**Exercise 1**
Decide whether each statement below agrees with the article on choosing a community for a cannabis business. Answer yes or no for each, and quote the deciding words of the article.
(a) States, not municipalities, have the final say on whether cannabis operators may set up shop in a given town.
(b) Some municipalities that opt in to legal cannabis sales allow only business-to-business operators.
(c) The article lists traffic congestion among the principled considerations of government leaders.
**Exercise 2**
Write a continuation of the article on choosing a community for a cannabis business, starting after its final sentence.

How to choose the right community for your cannabis business
This article is the second in a series called, “So you want to start a canna biz?” created in partnership with Good Tree Capital. Today, we’ll focus on picking the right place for your weed business.
How to choose a place for your cannabis business in 3 steps:
- Determine where you’re allowed to go
- Learn about the fabric of the community
- Make a plan that’s sustainable in the location
The first step to determining where you go is to know where you’re allowed to go.
While a growing number of states are legalizing medical and adult-use cannabis, it is ultimately the municipality that determines whether cannabis operators can set up shop in their county, city, town, or village.
a political unit with corporate status and powers of self-government
There’s also variance among municipalities that opt-in to legal cannabis sales. Some permit all types of cannabis operations, while others are more restrictive – only allowing business-to-business (B2B) operators such as cultivators or distributors to do business.
Local government will play a role in determining if and how your business operates, so get to know your city managers, town council members and the zoning authority. Ultimately, they must feel confident that your business will be an asset to the community.
Government leaders will have practical considerations, such as:
- Does your location meet all local zoning ordinances?
- Does your security plan protect against thieves and violent criminals?
- Will your proposed location create traffic congestion?
- How will you protect against illegal (underaged) access to your product?
And they also have principled considerations that become considerations for you as a cannabis entrepreneur:
- Are you a member of the community vs. an out-of-state company seeking expansion?
- Will you invest in programs that benefit the community vs. taking your profits elsewhere?
- Will you promote responsible cannabis consumption vs. seeking only to maximize your profits?
- Will you employ local residents vs. hiring externally?
Secondly, remember: the people, businesses, and trends that make up the fabric of your community will be intertwined into how you build and operate your business.
This underscores one of the most important factors you must consider when selecting your community—the people who make up its population. At the most basic level, this means you must investigate general demographic statistics about the population, including information about gender, racial, and generational make-up.
The community’s economic profile is also vital. It is important to understand the statistics on employment, education, income and other relevant socioeconomic factors. It may be an area with a thriving economy and flourishing resources or one of the many disproportionately impacted areas (DIA) blighted by the war on drugs.
Years of harsh criminalization of cannabis have caused astronomical rates of imprisonment, economic disinvestment, and decades of generational trauma.
This explains why the principles of social equity are increasingly ingrained in the emergence of the cannabis industry. And this reality represents the opportunity, challenge, and responsibility for your business to create economic value for all stakeholders—including owners, customers, employees, and suppliers. Indeed, the entire community.

**Recorded information**
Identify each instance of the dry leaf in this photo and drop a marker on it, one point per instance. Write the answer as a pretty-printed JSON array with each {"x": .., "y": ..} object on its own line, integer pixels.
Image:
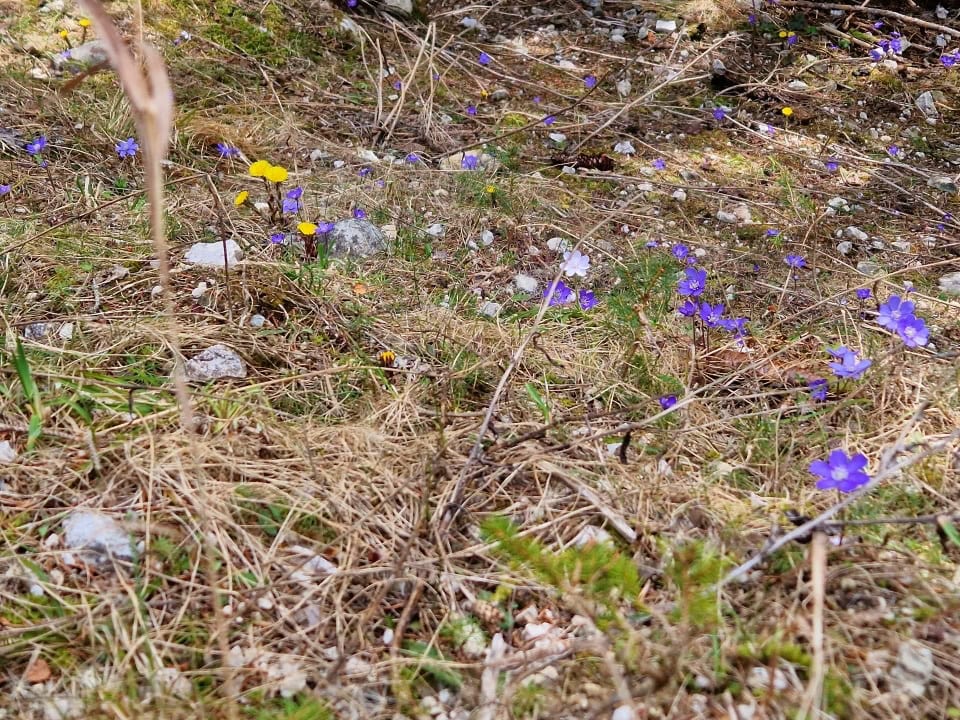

**Answer box 1**
(a) No: "it is ultimately the municipality that determines whether cannabis operators can set up shop in their county, city, town, or village."
(b) Yes: "while others are more restrictive – only allowing business-to-business (B2B) operators such as cultivators or distributors to do business."
(c) No: "Government leaders will have practical considerations, such as:" and "Will your proposed location create traffic congestion?"

**Answer box 2**
By thinking critically about operating your business in a way that creates value for the entire community, you can create a virtuous cycle. Once you select an area to set up shop, you’ll be there for the long run.
So as your local economy thrives, your profits thrive. As your neighborhood grows, your company grows. Investing in the community, whether through supporting community-based organizations, creating social engagement programs, or making regular charitable contributions, is intrinsically investing in your business.
And finally, beware: the cost and the ability to sustain the cost of a location until the business is licensed and operating is often a very limiting factor for an aspiring cannabis business owner.
Cultivators may want to look for property in low-cost, low-population density areas. This goes for manufacturers and distributors and any other B2B cannabis businesses.
Dispensaries need to be where their customers are, and perhaps face the toughest challenge finding a compliant location. Strict regulatory limitations on where dispensaries can locate increase costs and decrease qualified locations.
However, the cost of real estate is just one part of the equation. Many states require that a cannabis business must secure real estate before obtaining their state license or permit to operate.
For example, in the Commonwealth of Massachusetts, an applicant must be able to prove to the government that they have premises (real property) that satisfy all legal requirements for their specific type of license.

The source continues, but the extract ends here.